Required action:
Give back, word for word, every line from the one containing "tell me where each hedge" to the end of the listing, and nothing more.

Extracted data:
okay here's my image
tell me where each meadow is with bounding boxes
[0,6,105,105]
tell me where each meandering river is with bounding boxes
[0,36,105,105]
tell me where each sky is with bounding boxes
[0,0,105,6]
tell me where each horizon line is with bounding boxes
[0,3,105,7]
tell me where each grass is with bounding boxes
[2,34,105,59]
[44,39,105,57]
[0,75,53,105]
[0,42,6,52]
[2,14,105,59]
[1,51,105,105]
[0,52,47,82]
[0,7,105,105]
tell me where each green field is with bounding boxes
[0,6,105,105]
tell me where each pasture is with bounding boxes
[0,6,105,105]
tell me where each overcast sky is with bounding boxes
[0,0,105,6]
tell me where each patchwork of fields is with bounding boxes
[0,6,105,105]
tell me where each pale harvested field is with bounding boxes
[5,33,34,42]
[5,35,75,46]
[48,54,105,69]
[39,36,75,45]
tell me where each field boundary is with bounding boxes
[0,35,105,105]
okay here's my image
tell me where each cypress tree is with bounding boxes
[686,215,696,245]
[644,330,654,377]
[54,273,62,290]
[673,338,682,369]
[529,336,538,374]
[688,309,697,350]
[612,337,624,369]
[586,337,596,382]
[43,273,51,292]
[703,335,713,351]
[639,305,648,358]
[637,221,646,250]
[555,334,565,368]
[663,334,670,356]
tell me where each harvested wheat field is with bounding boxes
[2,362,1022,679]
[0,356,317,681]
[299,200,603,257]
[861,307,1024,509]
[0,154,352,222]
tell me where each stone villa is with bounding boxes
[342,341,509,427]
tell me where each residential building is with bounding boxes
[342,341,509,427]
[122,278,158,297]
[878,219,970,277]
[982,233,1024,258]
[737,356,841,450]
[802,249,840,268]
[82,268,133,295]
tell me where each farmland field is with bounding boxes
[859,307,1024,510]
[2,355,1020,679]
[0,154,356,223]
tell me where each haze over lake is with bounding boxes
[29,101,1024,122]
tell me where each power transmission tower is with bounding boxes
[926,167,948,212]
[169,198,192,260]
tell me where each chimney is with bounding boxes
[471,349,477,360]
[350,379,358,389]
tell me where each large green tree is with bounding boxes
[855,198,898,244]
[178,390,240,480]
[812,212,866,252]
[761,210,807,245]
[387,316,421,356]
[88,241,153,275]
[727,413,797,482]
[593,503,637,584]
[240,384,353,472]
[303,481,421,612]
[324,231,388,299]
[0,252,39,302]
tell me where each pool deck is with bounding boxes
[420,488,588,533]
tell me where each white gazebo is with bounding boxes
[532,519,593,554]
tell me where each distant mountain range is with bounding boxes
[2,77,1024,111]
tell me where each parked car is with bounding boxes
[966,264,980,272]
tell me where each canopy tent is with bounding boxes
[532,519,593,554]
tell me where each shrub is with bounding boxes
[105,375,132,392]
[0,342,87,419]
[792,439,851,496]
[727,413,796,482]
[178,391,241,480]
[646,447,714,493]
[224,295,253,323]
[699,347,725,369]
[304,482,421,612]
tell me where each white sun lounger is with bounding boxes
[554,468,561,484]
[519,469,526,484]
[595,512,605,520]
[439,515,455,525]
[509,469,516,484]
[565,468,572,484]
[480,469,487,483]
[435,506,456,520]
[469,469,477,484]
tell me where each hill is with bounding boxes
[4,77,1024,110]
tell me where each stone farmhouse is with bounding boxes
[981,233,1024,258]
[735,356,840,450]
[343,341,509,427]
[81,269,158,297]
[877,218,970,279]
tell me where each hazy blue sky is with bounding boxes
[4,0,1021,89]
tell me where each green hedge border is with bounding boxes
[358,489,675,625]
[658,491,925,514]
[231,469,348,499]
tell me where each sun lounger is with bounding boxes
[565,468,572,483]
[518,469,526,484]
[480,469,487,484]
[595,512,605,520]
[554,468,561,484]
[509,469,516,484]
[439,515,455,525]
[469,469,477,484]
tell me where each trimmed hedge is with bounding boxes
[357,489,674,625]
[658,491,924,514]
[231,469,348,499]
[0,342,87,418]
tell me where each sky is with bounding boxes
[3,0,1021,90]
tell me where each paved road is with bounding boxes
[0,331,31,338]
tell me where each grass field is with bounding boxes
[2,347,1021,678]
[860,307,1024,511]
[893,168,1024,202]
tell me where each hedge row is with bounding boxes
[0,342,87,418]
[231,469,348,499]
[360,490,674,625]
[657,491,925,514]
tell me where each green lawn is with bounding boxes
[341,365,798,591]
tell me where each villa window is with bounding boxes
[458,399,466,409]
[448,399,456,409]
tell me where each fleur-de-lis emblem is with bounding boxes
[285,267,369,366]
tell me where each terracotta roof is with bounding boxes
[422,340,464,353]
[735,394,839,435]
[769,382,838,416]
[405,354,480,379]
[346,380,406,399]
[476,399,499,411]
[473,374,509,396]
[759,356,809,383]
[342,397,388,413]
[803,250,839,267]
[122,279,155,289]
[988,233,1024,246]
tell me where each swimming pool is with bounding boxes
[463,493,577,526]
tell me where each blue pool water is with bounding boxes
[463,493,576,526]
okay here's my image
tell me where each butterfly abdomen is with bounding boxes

Result:
tell me where each hedge row is with bounding boxes
[0,342,87,418]
[231,469,348,499]
[360,490,674,625]
[657,491,925,514]
tell me where each green lawn is with bounding boxes
[341,365,798,591]
tell me where each villa window is with bounding boxes
[458,399,466,409]
[448,399,456,409]
tell me where each fleur-de-lis emblem is with bounding boxes
[285,267,369,366]
tell me where each terracotta roof is with bounding boxes
[422,340,464,353]
[735,394,839,435]
[769,382,838,416]
[405,354,480,379]
[346,380,406,399]
[476,399,499,411]
[473,374,509,396]
[759,356,809,383]
[342,397,388,413]
[803,250,839,267]
[122,279,155,289]
[988,233,1024,246]
tell me where each swimming pool is with bounding boxes
[463,493,577,526]
tell me where each blue pool water is with bounding boxes
[463,493,576,526]
okay here's my image
tell me where each butterfly abdomen is with bounding boxes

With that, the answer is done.